Company. Nitro Mobile Solutions Industry. Technology Key. Central office with in-house museum helps attract talent.
Nitro Mobile Solutions CEO Pete Slade is known to take on an employee in foosball during the workday. He's pretty good at it, too.
Newly appointed COO George Hall, who joined the company in June, is able to wear jeans to work for the first time. He didn't have to wear a tie, either, and was able to get “a lot more oxygen,” Slade jokes.
Tampa-based Nitro Mobile Solutions offers customized solutions to help clients use technology for business optimization, Hall says. One of its key products, Nitro Server, is focused on connecting data, increasing security and improving IT management.
“We are not a low-cost vendor,” Slade says. “We act as a partner for success. There are very few one-and-done projects.”
Slade declines to share specific revenue figures for 2015, but the company posted revenue of $2.2 million in 2014. From 2012 to 2014, Nitro grew revenues by 1,797%, he says. He says Nitro, which has 26 employees, has maintained growth along that curve through 2015 and the first half of 2016.
For Slade and rapidly growing Nitro Mobile Solutions, offering company perks — like the foosball table — help promote creativity and maintain a culture of innovation.
The key to getting hired at Nitro Mobile Solutions — and being successful with the tech firm — is passion. Slade looks for people who would be doing exactly what they're doing, no matter what.
“I would be doing what I'm doing now either way,” he says. “Luckily, there's money in tech. But it's like being a starving artist. We want people who feel that way.”
Specifically, Slade wants to know what candidates are working on, excluding any projects related to school or their current job. “If they're in it because they love it, they'll be working on something on their own.”
So far, as shown by the significant year-over-year jumps in revenue, Nitro has been able to find the right people. Hall, who has more than 30 years of experience in business processes and operations, says a true sense of universal communication at Nitro stands out to him. He says people respond to each other and share ideas at all hours, seven days a week, even though they aren't required to work nights.
But finding people is still the company's biggest challenge. Molly Slade, Nitro's vice president of operations and Pete Slade's wife, says it is currently looking to fill 10 open positions.
She goes through at least 50 resumes per day.
“We joke that we're looking for unicorns,” Pete Slade says.

━━━━━━━━━━━━━━━━━━━━

• [Instruction 1]
List every line of the entries that contains the word "blue".

━━━━━━━━━━━━━━━━━━━━

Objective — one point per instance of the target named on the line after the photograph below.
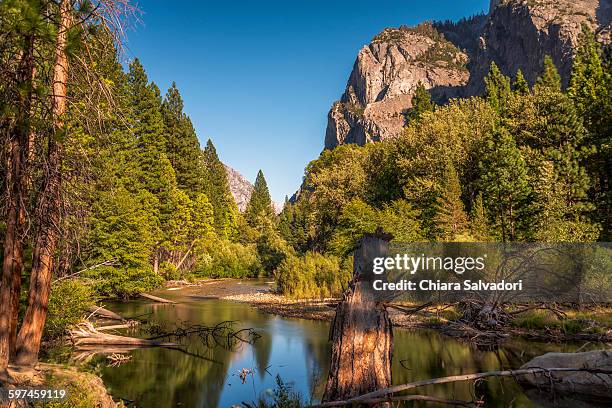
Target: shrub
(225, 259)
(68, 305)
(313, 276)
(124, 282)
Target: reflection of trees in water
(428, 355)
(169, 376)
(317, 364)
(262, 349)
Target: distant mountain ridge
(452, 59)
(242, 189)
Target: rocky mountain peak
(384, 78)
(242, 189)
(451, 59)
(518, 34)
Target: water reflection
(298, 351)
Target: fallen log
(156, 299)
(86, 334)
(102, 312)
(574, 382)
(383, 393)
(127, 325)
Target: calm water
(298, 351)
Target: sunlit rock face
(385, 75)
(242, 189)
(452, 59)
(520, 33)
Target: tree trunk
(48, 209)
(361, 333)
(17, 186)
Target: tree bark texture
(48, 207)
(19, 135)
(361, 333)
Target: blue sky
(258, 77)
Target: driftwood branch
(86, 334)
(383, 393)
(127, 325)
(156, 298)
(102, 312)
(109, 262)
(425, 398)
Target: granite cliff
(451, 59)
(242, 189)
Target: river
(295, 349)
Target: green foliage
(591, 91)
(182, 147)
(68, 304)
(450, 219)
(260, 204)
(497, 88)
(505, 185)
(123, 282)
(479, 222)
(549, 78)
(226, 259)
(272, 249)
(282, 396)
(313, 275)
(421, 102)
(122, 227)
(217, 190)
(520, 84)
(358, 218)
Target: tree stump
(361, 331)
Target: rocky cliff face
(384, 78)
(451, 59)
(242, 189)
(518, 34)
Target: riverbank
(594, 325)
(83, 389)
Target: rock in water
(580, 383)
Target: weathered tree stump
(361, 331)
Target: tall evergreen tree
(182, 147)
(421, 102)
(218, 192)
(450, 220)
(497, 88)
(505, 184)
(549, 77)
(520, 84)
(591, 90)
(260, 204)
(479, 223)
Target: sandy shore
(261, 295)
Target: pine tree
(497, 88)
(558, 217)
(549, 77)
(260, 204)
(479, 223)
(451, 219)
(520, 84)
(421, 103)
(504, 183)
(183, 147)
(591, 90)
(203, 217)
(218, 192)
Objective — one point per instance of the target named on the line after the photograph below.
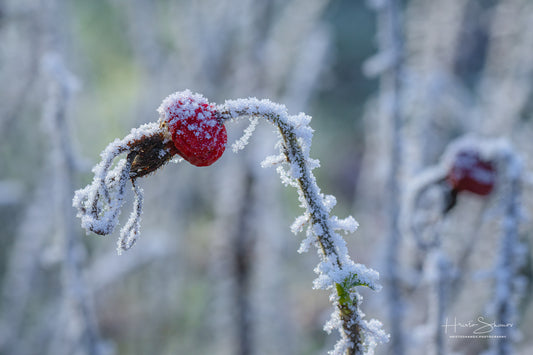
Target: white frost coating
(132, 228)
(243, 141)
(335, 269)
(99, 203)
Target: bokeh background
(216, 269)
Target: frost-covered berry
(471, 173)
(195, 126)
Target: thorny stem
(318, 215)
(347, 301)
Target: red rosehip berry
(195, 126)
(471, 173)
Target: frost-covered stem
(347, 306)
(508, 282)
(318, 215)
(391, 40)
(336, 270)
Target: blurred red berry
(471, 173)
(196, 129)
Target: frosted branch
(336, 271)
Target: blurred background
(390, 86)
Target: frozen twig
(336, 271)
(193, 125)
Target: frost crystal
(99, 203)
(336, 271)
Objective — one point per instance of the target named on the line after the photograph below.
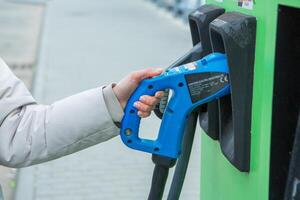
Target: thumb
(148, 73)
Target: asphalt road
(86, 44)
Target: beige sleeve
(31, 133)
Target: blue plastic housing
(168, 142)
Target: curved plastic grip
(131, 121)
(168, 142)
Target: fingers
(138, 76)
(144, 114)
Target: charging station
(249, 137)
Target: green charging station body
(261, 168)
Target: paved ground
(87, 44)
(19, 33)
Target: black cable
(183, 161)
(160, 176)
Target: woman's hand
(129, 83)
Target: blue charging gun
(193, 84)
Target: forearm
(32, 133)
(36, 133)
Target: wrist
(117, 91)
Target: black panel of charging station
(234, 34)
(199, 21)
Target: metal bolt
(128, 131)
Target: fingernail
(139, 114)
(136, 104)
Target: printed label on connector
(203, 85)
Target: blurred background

━━━━━━━━━━━━━━━━━━━━

• [Instruction 2]
Extend the article about Nitro Mobile Solutions, picking up right after its last line.

• [Expected output 1]
Target: blue sky
Target: blue plastic housing
Target: blue charging gun

• [Expected output 2]
Slade has a list of out-of-the-ordinary questions, which he declines to share, that he asks candidates to put them in an uncomfortable situation or to test their critical thinking skills. And during the interview process, any one person has veto power.
Keeping it cool
Nitro's move to a new central office, located at 501 E. Kennedy Blvd. in Tampa, was part of a strategic effort by Slade. The 9,000-square-foot office, three times the size of its previous location, isn't fully occupied by Nitro and will accommodate future growth.
More importantly, however, is the environment inside the office. The foosball table is part of it, but the cool atmosphere starts right at the entrance, where Slade has set up a museum with historical pieces that show the evolution of technology. Some of Slade's favorite items in the museum include a first generation iPod and an Altair 8800, the computer that started Microsoft.
Slade doesn't know — or want to know — how many pieces he has in the museum and how much he has spent on them, but he loves what they stand for as a whole. “The things out there, they show the rate of progression in technology,” he says. “It's accelerating fact.”
He says some of the items we're using today will soon be included in the museum.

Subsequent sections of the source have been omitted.